(Records from a collection)
----------

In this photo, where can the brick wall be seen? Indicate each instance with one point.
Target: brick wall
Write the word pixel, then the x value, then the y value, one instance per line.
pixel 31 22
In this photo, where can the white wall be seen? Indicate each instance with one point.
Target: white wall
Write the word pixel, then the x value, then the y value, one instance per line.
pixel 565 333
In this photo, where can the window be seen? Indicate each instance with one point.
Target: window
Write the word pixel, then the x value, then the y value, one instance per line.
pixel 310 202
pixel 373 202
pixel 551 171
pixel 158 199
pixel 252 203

----------

Assignment: Output the complete set of records word for word.

Result below:
In this photo, where can the brick wall be seen? Indicate each instance with one point.
Target: brick wall
Write the word pixel, then the x value, then the y value, one instance per line.
pixel 31 22
In this photo, where can the white wall be seen? Indicate each instance with one point.
Target: white wall
Write the word pixel, then the x value, then the y value, one instance per line.
pixel 565 333
In this photo, where can the window be seen? Indicate each instance with one point.
Target: window
Write the word pixel, then the x value, then the y value, one instance per line.
pixel 310 202
pixel 373 202
pixel 551 171
pixel 158 199
pixel 252 203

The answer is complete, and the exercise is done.